Turn the records below into a Markdown table with two columns, Num and Content: put a running row number under Num and each line under Content. Leave out blank lines.

Dataset rows showing where objects appear ->

•••

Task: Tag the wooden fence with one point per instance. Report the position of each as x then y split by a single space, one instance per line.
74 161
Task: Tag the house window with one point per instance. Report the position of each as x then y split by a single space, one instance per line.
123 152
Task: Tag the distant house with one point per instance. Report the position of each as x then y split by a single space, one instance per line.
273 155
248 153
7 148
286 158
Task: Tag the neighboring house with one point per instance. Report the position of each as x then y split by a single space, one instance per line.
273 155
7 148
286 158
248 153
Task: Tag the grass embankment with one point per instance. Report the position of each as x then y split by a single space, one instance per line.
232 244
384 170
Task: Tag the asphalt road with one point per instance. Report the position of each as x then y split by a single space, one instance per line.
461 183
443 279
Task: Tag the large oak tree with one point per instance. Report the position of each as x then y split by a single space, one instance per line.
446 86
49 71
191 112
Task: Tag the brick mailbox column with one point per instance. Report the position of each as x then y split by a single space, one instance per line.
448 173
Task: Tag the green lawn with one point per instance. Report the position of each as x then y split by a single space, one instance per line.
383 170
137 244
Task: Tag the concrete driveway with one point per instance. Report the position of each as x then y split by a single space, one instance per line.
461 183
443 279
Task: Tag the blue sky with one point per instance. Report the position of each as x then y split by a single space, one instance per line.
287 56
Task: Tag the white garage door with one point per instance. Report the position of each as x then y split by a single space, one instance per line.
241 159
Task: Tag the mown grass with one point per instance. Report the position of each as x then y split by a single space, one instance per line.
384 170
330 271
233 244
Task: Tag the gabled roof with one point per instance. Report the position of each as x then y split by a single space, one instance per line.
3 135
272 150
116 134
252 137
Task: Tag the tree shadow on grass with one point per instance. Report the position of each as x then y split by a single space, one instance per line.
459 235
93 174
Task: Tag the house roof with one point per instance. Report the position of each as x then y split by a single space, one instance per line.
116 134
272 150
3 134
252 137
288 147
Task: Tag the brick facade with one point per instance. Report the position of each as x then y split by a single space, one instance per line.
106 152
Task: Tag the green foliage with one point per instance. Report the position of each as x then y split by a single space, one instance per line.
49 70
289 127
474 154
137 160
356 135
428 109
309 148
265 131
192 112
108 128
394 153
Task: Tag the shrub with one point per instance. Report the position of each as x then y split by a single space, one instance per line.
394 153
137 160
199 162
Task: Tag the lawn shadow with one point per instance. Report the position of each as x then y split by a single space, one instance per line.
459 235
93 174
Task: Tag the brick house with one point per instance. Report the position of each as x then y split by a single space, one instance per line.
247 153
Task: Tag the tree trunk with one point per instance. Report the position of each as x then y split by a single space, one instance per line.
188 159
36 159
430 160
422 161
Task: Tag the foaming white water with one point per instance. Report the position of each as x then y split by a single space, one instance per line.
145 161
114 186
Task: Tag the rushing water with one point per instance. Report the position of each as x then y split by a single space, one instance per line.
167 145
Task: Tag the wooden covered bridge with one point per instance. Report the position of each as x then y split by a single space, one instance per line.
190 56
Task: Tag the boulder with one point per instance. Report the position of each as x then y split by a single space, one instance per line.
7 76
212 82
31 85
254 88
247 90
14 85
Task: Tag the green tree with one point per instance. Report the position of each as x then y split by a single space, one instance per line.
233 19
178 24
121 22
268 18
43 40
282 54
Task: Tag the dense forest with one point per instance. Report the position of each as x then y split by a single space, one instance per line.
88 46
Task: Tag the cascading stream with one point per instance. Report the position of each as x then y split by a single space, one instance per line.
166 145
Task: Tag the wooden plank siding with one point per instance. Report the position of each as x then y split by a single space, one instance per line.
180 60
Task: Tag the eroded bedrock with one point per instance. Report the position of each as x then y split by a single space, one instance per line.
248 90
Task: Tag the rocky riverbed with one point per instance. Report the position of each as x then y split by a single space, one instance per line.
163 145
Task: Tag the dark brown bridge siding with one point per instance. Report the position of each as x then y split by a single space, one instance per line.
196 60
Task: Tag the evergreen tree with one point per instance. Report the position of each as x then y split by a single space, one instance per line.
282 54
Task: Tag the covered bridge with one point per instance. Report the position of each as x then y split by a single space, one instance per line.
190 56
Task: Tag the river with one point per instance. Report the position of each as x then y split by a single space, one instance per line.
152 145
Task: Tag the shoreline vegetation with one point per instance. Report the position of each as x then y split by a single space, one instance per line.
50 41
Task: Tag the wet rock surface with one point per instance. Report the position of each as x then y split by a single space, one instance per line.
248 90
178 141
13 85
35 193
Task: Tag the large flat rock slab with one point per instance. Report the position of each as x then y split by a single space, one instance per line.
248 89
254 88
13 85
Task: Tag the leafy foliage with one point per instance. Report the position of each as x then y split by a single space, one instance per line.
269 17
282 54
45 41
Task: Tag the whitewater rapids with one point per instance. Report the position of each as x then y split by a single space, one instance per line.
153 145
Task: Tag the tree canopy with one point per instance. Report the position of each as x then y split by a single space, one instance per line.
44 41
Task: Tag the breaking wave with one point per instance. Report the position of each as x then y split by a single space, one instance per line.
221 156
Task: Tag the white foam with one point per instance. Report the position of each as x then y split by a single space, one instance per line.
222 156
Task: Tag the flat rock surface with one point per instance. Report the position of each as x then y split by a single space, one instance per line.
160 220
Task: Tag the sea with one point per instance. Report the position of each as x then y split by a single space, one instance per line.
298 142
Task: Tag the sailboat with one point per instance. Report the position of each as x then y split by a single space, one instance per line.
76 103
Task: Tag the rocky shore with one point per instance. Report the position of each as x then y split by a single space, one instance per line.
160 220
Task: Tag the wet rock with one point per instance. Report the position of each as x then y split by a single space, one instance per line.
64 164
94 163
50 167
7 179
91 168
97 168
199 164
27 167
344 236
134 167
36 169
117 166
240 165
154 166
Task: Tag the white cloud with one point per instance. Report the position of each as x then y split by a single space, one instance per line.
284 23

•••

RESPONSE FOR THIS EXERCISE ->
| Num | Content |
|---|---|
| 1 | Task: Tag the wooden fence with one point per instance. Report the position of each as x then y split by a single space, one instance per line. |
| 2 | 74 161 |
| 3 | Task: Tag the house window with one point per instance. Report the position of each as x then y split by a single space, one instance per line. |
| 4 | 123 152 |
| 5 | Task: Tag the distant house with one point per instance. Report the position of each as x then y split by a single space, one instance per line. |
| 6 | 273 155 |
| 7 | 248 153 |
| 8 | 7 148 |
| 9 | 286 158 |
| 10 | Task: Tag the neighboring house with one point per instance. Report the position of each as x then y split by a single space, one instance per line. |
| 11 | 273 155 |
| 12 | 7 148 |
| 13 | 286 158 |
| 14 | 248 153 |
| 15 | Task: Tag the grass embankment with one point per instance. Report the position of each as x then y split by a single space, one instance per line. |
| 16 | 232 244 |
| 17 | 384 170 |
| 18 | Task: Tag the asphalt road with one point per instance. Report the position of each as x then y split by a single space, one instance per line. |
| 19 | 461 183 |
| 20 | 443 279 |
| 21 | Task: Tag the large oak tree with one point per instance. Report the position of each as x then y split by a single space, one instance per line. |
| 22 | 446 86 |
| 23 | 49 71 |
| 24 | 191 112 |
| 25 | Task: Tag the brick mailbox column with one point per instance. Report the position of each as x then y split by a single space, one instance per line. |
| 26 | 448 173 |
| 27 | Task: Tag the green lawn with one point per instance. Report the position of each as x then y split by a single space, one instance per line. |
| 28 | 383 170 |
| 29 | 137 244 |
| 30 | Task: Tag the concrete driveway with one point per instance. Report the position of each as x then y split by a single space, one instance per line. |
| 31 | 461 183 |
| 32 | 443 279 |
| 33 | Task: Tag the blue sky with one point per instance. Report the position of each as x then y split by a single space, one instance per line. |
| 34 | 287 56 |
| 35 | Task: Tag the white garage door with one point per instance. Report the position of each as x then y split by a single space, one instance per line. |
| 36 | 241 159 |
| 37 | Task: Tag the mown grass with one point per instance. Report the position of each as x then y split by a single space, one instance per line. |
| 38 | 384 170 |
| 39 | 330 271 |
| 40 | 233 244 |
| 41 | Task: Tag the gabled roof with one point per instance. Report the position of each as x then y split by a single space, one instance per line. |
| 42 | 3 135 |
| 43 | 272 150 |
| 44 | 116 134 |
| 45 | 252 137 |
| 46 | Task: Tag the tree shadow on grass with one point per instance. Report the position of each as x then y split by a single space, one instance per line. |
| 47 | 459 235 |
| 48 | 93 174 |
| 49 | Task: Tag the house roof with one point per instance. Report the position of each as x then y split by a single space, one instance per line. |
| 50 | 116 134 |
| 51 | 272 150 |
| 52 | 3 134 |
| 53 | 252 137 |
| 54 | 288 147 |
| 55 | Task: Tag the brick facade with one point per instance. Report the position of each as x then y split by a single space, one instance per line. |
| 56 | 106 152 |
| 57 | Task: Tag the green foliage with one point per instance. Report the position of each as x then y split by a single space, one instance per line. |
| 58 | 49 70 |
| 59 | 289 127 |
| 60 | 474 154 |
| 61 | 137 160 |
| 62 | 356 135 |
| 63 | 428 109 |
| 64 | 309 148 |
| 65 | 265 131 |
| 66 | 192 112 |
| 67 | 108 128 |
| 68 | 394 153 |
| 69 | Task: Tag the shrub with one point per instance. Report the position of each as x then y split by a single space, one instance per line. |
| 70 | 394 153 |
| 71 | 137 160 |
| 72 | 199 162 |
| 73 | Task: Tag the lawn shadow with one point per instance. Report the position of each as x then y split by a single space, one instance per line. |
| 74 | 459 235 |
| 75 | 93 174 |
| 76 | Task: Tag the brick house with one point per instance. Report the position of each as x then y split by a single space, one instance per line. |
| 77 | 247 153 |
| 78 | Task: Tag the tree trunk with one point per instance. Report the position of each as x then y split by a single space, one instance per line. |
| 79 | 188 159 |
| 80 | 36 159 |
| 81 | 430 160 |
| 82 | 422 161 |
| 83 | Task: Tag the foaming white water with one point per instance. Report the position of each as x then y split by a single space, one instance per line. |
| 84 | 145 161 |
| 85 | 114 186 |
| 86 | Task: Tag the rushing water with one point per instance. Report the position of each as x then y split by a single space, one instance per line. |
| 87 | 167 145 |
| 88 | Task: Tag the wooden covered bridge with one point per instance. Report the position of each as x then y split by a single space, one instance per line. |
| 89 | 190 56 |
| 90 | Task: Tag the boulder with one point per instance. Report the position of each as x then y split by a single space, one instance per line. |
| 91 | 7 76 |
| 92 | 212 82 |
| 93 | 31 85 |
| 94 | 254 88 |
| 95 | 247 90 |
| 96 | 14 85 |
| 97 | Task: Tag the green tree with one point per instance. Report the position of each as x then y split by a single space, one instance per line. |
| 98 | 233 19 |
| 99 | 178 24 |
| 100 | 121 22 |
| 101 | 268 18 |
| 102 | 43 40 |
| 103 | 282 54 |
| 104 | Task: Tag the dense forest with one point per instance. Report the position of each as x then y split by a single space, one instance per line. |
| 105 | 88 46 |
| 106 | Task: Tag the cascading stream with one point per instance. Report the position of each as x then y split by a single space, one instance per line. |
| 107 | 166 145 |
| 108 | Task: Tag the wooden plank siding with one point per instance. Report the position of each as x then y split by a single space, one instance per line. |
| 109 | 180 60 |
| 110 | Task: Tag the eroded bedrock with one point per instance. Report the position of each as x then y split by a single space, one instance per line. |
| 111 | 248 90 |
| 112 | Task: Tag the rocky riverbed with one point per instance. Report the position of each as x then y split by a single space, one instance per line. |
| 113 | 163 145 |
| 114 | Task: Tag the dark brown bridge siding with one point per instance. Report the position of each as x then y split by a single space, one instance per line. |
| 115 | 196 60 |
| 116 | Task: Tag the evergreen tree with one point per instance. Report the position of each as x then y split by a single space, one instance per line. |
| 117 | 282 54 |
| 118 | Task: Tag the covered bridge with one point per instance. Report the position of each as x then y split by a single space, one instance per line. |
| 119 | 190 56 |
| 120 | Task: Tag the river with one point per instance. Report the position of each as x then y split by a single space, one instance per line. |
| 121 | 152 145 |
| 122 | Task: Tag the shoreline vegetation with one point per instance. Report the position of each as x then y split by a single space, one instance per line. |
| 123 | 50 41 |
| 124 | Task: Tag the wet rock surface with one point per instance. Report the position of each as x then y split by a single space, one instance per line. |
| 125 | 248 90 |
| 126 | 178 141 |
| 127 | 13 85 |
| 128 | 35 193 |
| 129 | Task: Tag the large flat rock slab with one point per instance. Report the position of each as x then y split by a single space, one instance per line. |
| 130 | 248 89 |
| 131 | 254 88 |
| 132 | 13 85 |
| 133 | Task: Tag the leafy foliage with one point per instance. Report the position of each as x then y split by a single space, one instance per line. |
| 134 | 269 17 |
| 135 | 282 54 |
| 136 | 45 41 |
| 137 | Task: Tag the whitewater rapids with one point per instance. Report the position of each as x then y split by a single space, one instance per line. |
| 138 | 153 145 |
| 139 | Task: Tag the tree canopy with one point per instance. Report the position of each as x then y split by a single space, one instance per line. |
| 140 | 44 41 |
| 141 | Task: Tag the breaking wave with one point per instance. Report the position of each as x then y split by a single space, one instance per line. |
| 142 | 221 156 |
| 143 | Task: Tag the white foam with one point per instance. Report the position of each as x then y split by a single space, one instance per line. |
| 144 | 222 156 |
| 145 | Task: Tag the flat rock surface with one point per instance. Report the position of each as x then y split by a single space, one instance per line. |
| 146 | 160 220 |
| 147 | Task: Tag the sea with one point per instance. Report the position of each as x then y split by a single space, one instance per line. |
| 148 | 298 142 |
| 149 | Task: Tag the sailboat with one point per instance. Report the position of each as x then y split by a single space, one instance per line. |
| 150 | 76 103 |
| 151 | Task: Tag the rocky shore with one point per instance. Report the position of each as x then y split by a single space, one instance per line. |
| 152 | 160 220 |
| 153 | Task: Tag the wet rock with one point per instance. Report the position of each as x then y split by a single space, one instance per line. |
| 154 | 64 164 |
| 155 | 94 163 |
| 156 | 50 167 |
| 157 | 7 179 |
| 158 | 91 168 |
| 159 | 97 168 |
| 160 | 199 164 |
| 161 | 27 167 |
| 162 | 344 236 |
| 163 | 134 167 |
| 164 | 36 169 |
| 165 | 117 166 |
| 166 | 240 165 |
| 167 | 154 166 |
| 168 | Task: Tag the white cloud with one point per instance. Report the position of each as x then y split by a single space, one instance per line. |
| 169 | 284 23 |